First, the College Board and the people active in college-level statistics education are sampling different populations. The College Board is primarily interested in college courses for which a good AP score provides credit. These are often courses in the mathematics department taught by nonstatisticians. Such courses are usually the last to change. The college statisticians who are active in statistics education are looking at their own courses. These are the first courses to change. From the perspective of the statisticians teaching such innovative courses, both the AP course and the college courses taught by nonstatisticians are behind the times.

A second reason for differing views about the amount of change in the colleges stems from an increase in variability in what is happening in college courses. When AP Statistics began 20 years ago—the textbooks by David Moore were widely adopted in the courses the College Board surveys, the model for AP Statistics, and close to what the college statistics education community was teaching. Since then, the college statistics education community has diverged from both the AP course and the course typically found in mathematics departments.

This divergence of approach creates both problems and opportunities for AP Statistics. The course does, indeed, have to stay close enough to the “typical” course for AP students to gain credit for that course. But in doing this, the AP program will suffer if it results in the course being considered seriously behind the times in the collegiate statistics education community.

------------------------

**OBJECTIVE A**
Show each line of the records in which the word "flower" appears.

**DATA FOR THE TASK**

------------------------

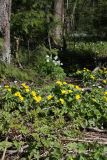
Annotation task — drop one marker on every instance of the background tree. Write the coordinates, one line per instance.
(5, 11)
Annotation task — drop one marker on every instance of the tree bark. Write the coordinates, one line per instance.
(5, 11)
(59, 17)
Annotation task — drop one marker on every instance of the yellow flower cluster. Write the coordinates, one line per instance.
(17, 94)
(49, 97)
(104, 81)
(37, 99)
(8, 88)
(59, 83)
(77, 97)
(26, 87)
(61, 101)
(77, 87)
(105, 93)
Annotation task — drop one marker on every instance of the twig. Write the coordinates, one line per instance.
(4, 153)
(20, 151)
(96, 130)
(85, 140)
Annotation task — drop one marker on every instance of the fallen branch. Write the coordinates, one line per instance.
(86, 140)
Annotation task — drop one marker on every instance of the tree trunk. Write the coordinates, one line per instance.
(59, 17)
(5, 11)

------------------------

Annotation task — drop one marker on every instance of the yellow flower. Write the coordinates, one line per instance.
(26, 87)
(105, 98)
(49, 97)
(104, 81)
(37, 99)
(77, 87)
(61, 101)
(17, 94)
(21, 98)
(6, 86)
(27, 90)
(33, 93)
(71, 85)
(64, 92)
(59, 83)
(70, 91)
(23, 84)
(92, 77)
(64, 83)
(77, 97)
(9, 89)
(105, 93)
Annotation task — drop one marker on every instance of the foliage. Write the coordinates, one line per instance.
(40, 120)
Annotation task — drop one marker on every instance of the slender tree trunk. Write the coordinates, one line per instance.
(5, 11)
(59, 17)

------------------------

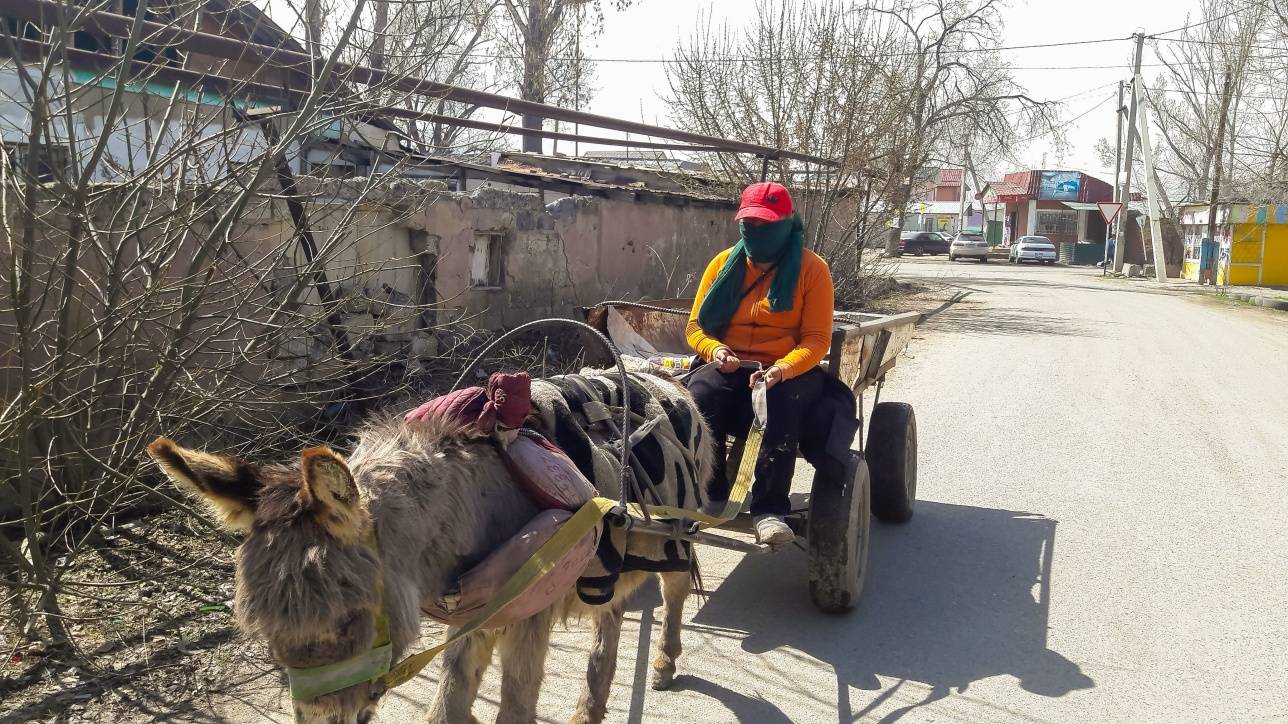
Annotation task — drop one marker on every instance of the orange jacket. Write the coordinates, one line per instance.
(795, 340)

------------------------

**OBJECTIVE B**
Write out the AP Statistics text word for word, starting at "First, the College" and ending at "behind the times.".

**OUTPUT A**
Annotation task — drop one marker on every instance of the yellow flower cluster. Write the coordinates, one line per instance.
Annotation task — drop one marker on every instance of the yellow flower. Write the coordinates, one line per instance.

**OUTPUT B**
First, the College Board and the people active in college-level statistics education are sampling different populations. The College Board is primarily interested in college courses for which a good AP score provides credit. These are often courses in the mathematics department taught by nonstatisticians. Such courses are usually the last to change. The college statisticians who are active in statistics education are looking at their own courses. These are the first courses to change. From the perspective of the statisticians teaching such innovative courses, both the AP course and the college courses taught by nonstatisticians are behind the times.